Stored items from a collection
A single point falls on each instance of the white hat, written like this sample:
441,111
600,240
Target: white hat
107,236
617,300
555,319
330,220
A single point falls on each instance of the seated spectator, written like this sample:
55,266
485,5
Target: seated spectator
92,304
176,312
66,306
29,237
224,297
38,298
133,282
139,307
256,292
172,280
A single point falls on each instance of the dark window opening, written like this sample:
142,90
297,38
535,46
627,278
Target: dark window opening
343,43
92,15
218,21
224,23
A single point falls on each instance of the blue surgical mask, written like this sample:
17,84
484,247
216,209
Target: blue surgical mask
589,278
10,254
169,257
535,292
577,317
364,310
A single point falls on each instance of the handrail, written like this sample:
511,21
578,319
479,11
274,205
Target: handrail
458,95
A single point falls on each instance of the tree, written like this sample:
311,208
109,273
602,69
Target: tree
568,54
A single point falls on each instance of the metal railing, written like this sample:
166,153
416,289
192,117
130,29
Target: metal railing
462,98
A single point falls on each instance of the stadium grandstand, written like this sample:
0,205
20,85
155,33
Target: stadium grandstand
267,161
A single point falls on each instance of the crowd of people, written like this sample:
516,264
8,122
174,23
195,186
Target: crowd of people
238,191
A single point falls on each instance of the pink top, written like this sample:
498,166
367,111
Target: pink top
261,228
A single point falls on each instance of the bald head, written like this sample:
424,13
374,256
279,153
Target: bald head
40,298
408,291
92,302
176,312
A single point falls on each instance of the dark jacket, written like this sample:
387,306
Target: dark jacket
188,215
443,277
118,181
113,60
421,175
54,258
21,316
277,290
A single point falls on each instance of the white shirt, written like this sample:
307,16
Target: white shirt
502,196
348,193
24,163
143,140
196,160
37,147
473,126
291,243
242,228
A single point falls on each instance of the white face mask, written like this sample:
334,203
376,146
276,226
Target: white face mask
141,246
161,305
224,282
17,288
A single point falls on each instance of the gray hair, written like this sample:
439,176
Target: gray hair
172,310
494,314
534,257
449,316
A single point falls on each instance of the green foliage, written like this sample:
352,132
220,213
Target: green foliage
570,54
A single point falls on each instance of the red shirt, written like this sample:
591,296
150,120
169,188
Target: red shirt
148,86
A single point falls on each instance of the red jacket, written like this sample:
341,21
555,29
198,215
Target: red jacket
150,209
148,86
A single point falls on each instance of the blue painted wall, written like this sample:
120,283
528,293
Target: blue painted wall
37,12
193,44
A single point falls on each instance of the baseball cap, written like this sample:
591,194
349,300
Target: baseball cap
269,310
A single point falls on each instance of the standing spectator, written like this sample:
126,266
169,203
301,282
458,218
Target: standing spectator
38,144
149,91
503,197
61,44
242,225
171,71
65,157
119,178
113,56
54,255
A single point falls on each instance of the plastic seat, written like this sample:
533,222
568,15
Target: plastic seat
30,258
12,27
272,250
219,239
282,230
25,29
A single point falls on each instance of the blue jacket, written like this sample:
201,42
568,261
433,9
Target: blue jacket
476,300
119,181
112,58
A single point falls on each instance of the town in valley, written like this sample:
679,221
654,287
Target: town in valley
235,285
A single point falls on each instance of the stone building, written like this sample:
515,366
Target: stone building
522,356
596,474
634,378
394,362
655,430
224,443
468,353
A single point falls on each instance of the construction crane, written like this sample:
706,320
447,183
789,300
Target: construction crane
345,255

SHORT PROBLEM =
Repeat the records above exactly.

FULL RESPONSE =
A single point falls on each instance of the white hat, written like this sample:
441,111
600,240
Target: white hat
107,236
617,300
555,319
330,220
A single point falls on each instance of the seated spectator, written like this sample:
55,266
485,5
Target: seated spectator
92,304
176,312
66,306
29,237
224,297
38,298
133,282
139,307
256,292
172,280
A single point falls on each instance of the dark window opening, written like this sample:
142,90
297,38
535,46
627,278
Target: dark window opening
343,43
92,15
218,21
224,23
A single point falls on each instance of the blue surgical mask, written like this sample:
17,84
484,247
216,209
Target: blue surgical mask
589,278
10,254
169,257
535,292
577,317
364,310
A single point falls on each instance of the handrail, written like this sample:
511,21
578,319
479,11
274,205
Target: handrail
458,95
A single point falls on each instance of the tree, written like this sample:
311,208
109,273
602,69
Target: tree
568,54
A single point falls on each instance of the metal railing, written like this sample:
166,153
416,289
192,117
130,29
Target: metal railing
462,98
A single point falls on each instance of the stadium grandstand, written like this sample:
0,205
20,85
155,33
Target: stadium grandstand
267,161
A single point falls on each instance of the crowd of people, written like this sample:
516,264
8,122
174,23
195,186
Target: crowd of people
238,191
A single point falls on each instance of the pink top, written like this sample:
498,166
367,111
Target: pink top
261,228
A single point falls on each instance of the bald head, written like this sample:
424,13
374,256
279,153
Target: bald head
40,298
408,291
92,302
176,312
A single point falls on each instance of the dark jacket, written like this sample:
387,306
Target: dark jacket
188,215
443,277
118,181
113,60
421,175
54,258
21,316
277,290
A single point falls on each instance of the white shirt, written like this sample:
307,16
Target: white shirt
502,196
348,193
24,163
143,140
196,160
37,147
473,126
291,243
242,228
A single point falls on each instance of the white face mask, written like this sample:
334,203
376,146
276,226
Target: white face mask
141,246
161,305
224,282
17,288
A single point falls on each instance of the gray hair, written like this sample:
439,176
Target: gray hair
172,310
494,314
534,257
449,316
A single point falls on each instance of the green foliage, written like this sample:
352,132
220,213
Target: green foliage
570,54
A single point falls on each instance of the red shirt, written like this sample:
591,296
150,120
169,188
Target: red shirt
148,86
A single point falls on each instance of the red jacket, written like this sample:
341,21
555,29
198,215
Target: red jacket
150,209
148,86
A single point falls on each instance of the blue painted wall, written like this sample:
120,283
528,293
Target: blue painted wall
37,12
193,44
A single point falls on each instance of the baseball cap, written like this sample:
591,194
349,300
Target: baseball cap
269,310
A single point falls on each instance of the standing spectator, written like this sample:
126,266
169,203
301,282
458,218
Target: standing spectator
38,144
149,91
503,197
61,44
242,225
171,71
65,157
119,178
113,56
54,255
A single point falls on each instance of the plastic seat, written like this sample:
533,222
568,15
Target: plastic seat
30,258
12,27
272,250
219,239
282,230
25,29
A single point falls on each instance of the blue jacket, written like this sample:
201,42
568,261
433,9
Target: blue jacket
476,300
119,181
112,58
A single point falls on each instance of the town in valley, written like this sample:
679,221
654,287
Target: town in valley
235,285
A single point falls on each instance of the stone building, written like this sample:
515,366
Target: stone building
522,356
596,474
634,378
394,362
655,430
224,443
468,353
A single point falls on each instance of the construction crane, written like this sample:
706,320
447,183
789,300
Target: construction crane
345,255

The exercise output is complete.